Wed Sep 20, 2017, 12:28 PM
Sep 2017

Those conducting the buyout get very rich. The banks that arrange the loans get monster fees.

The company itself and the employees get screwed. Bankruptcy and disappeared pensions are the usual result.

Except for the LBO artists, who get very rich. Did I mention that?

Gothmog

(145,567 posts)
4. The debt in a leverage buyout can kill a company
Wed Sep 20, 2017, 12:31 PM
Sep 2017

The fact that that this company was a LBO does not surprise me. LBOs often have issues with too much debt

unblock

(52,328 posts)
6. this is the lbo model. borrow to the hilt to buy the company, then extract massive capital
Wed Sep 20, 2017, 01:01 PM
Sep 2017

if the capital extraction were done through any means other than interest payments on the borrowed funds, people would see it for the scam that it is.

instead, people dismiss it as business as usual, hey, ya gotta pay your debts.

but it's one thing when you go bankrupt because you couldn't pay back funds used to operate or expand a company; it's another thing when you go bankrupt because you couldn't pay back funds used to take the company private.


in any event, in order to succeed as an lbo you have to grow very quickly and luckily, enough to pay back the incredible interest and debt. if you're then in the clear, you win big time.

otherwise, there are a lot of losers.

the vc firms that create such deals may or may not be ahead on any particular deal; it depends on how much interest they were able to extract before it all falls apart. but they do enough of these deals so that on average, they're richly rewarded for this nonsense.

### Goal 1:
In the forum thread on leveraged buyouts, what do the banks that arrange the loans get?
### Goal 2:
Rewrite the records with "bounding box" replaced by "rectangle", keeping everything else the same, and omit the picture.

### Extracted information:
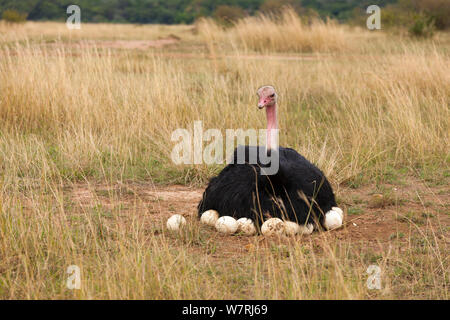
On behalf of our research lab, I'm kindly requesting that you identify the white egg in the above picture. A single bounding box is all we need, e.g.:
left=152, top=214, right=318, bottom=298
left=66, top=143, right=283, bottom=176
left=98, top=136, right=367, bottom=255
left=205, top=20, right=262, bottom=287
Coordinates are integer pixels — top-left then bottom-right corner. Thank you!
left=200, top=210, right=219, bottom=226
left=331, top=207, right=344, bottom=220
left=166, top=214, right=186, bottom=231
left=215, top=216, right=238, bottom=234
left=237, top=218, right=256, bottom=236
left=323, top=208, right=342, bottom=230
left=261, top=218, right=285, bottom=236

### Response 1:
They get monster fees.

### Response 2:
On behalf of our research lab, I'm kindly requesting that you identify the white egg in the above picture. A single rectangle is all we need, e.g.:
left=152, top=214, right=318, bottom=298
left=66, top=143, right=283, bottom=176
left=98, top=136, right=367, bottom=255
left=205, top=20, right=262, bottom=287
Coordinates are integer pixels — top-left then bottom-right corner. Thank you!
left=200, top=210, right=219, bottom=226
left=331, top=207, right=344, bottom=220
left=166, top=214, right=186, bottom=231
left=215, top=216, right=238, bottom=234
left=237, top=218, right=256, bottom=236
left=323, top=208, right=342, bottom=230
left=261, top=218, right=285, bottom=236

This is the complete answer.